Items taken from a data source
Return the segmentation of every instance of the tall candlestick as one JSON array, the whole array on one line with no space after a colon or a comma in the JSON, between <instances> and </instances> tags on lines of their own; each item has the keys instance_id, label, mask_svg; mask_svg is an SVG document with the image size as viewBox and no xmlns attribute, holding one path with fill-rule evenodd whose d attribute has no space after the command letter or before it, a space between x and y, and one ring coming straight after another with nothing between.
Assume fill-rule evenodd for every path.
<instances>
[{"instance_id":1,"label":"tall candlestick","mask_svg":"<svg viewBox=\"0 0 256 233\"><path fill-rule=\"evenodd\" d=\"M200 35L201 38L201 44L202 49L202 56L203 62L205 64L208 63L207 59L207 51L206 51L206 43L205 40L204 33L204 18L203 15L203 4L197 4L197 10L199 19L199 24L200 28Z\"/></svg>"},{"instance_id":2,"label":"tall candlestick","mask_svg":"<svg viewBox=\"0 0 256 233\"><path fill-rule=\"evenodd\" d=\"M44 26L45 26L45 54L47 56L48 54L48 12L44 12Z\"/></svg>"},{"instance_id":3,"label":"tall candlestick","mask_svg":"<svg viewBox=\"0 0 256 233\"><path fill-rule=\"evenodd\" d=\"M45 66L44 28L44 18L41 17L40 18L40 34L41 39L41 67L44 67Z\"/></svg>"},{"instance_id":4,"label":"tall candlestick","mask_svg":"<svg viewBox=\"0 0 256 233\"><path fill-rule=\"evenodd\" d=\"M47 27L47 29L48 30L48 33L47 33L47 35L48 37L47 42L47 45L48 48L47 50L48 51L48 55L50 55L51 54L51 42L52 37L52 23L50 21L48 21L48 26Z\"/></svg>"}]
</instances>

SHORT EXERCISE
Reproduce every line of the entries above verbatim, with nothing left out or altered.

EXPECTED ANSWER
Return the segmentation of every instance of the tall candlestick as one JSON array, the whole array on one line with no space after a colon or a comma in the JSON, between <instances> and </instances> tags on lines of their own; each item has the keys instance_id, label, mask_svg; mask_svg is an SVG document with the image size as viewBox and no xmlns attribute, holding one path with fill-rule evenodd whose d attribute has no space after the command letter or before it, a space between x and y, and one ring coming straight after another with nothing between.
Assume fill-rule evenodd for every path.
<instances>
[{"instance_id":1,"label":"tall candlestick","mask_svg":"<svg viewBox=\"0 0 256 233\"><path fill-rule=\"evenodd\" d=\"M200 35L201 38L201 44L202 49L202 56L203 62L205 64L208 63L207 59L207 51L206 51L206 43L205 40L204 33L204 18L203 15L203 4L197 4L197 10L199 19L199 24L200 28Z\"/></svg>"},{"instance_id":2,"label":"tall candlestick","mask_svg":"<svg viewBox=\"0 0 256 233\"><path fill-rule=\"evenodd\" d=\"M44 26L45 26L45 54L47 56L48 54L48 12L44 12Z\"/></svg>"},{"instance_id":3,"label":"tall candlestick","mask_svg":"<svg viewBox=\"0 0 256 233\"><path fill-rule=\"evenodd\" d=\"M45 66L44 28L44 18L41 17L40 18L40 34L41 39L41 67L44 67Z\"/></svg>"},{"instance_id":4,"label":"tall candlestick","mask_svg":"<svg viewBox=\"0 0 256 233\"><path fill-rule=\"evenodd\" d=\"M47 27L47 29L48 30L48 33L47 33L47 35L48 37L47 42L47 45L48 48L47 50L48 51L48 55L50 55L51 54L51 42L52 37L52 23L50 21L48 21L48 26Z\"/></svg>"}]
</instances>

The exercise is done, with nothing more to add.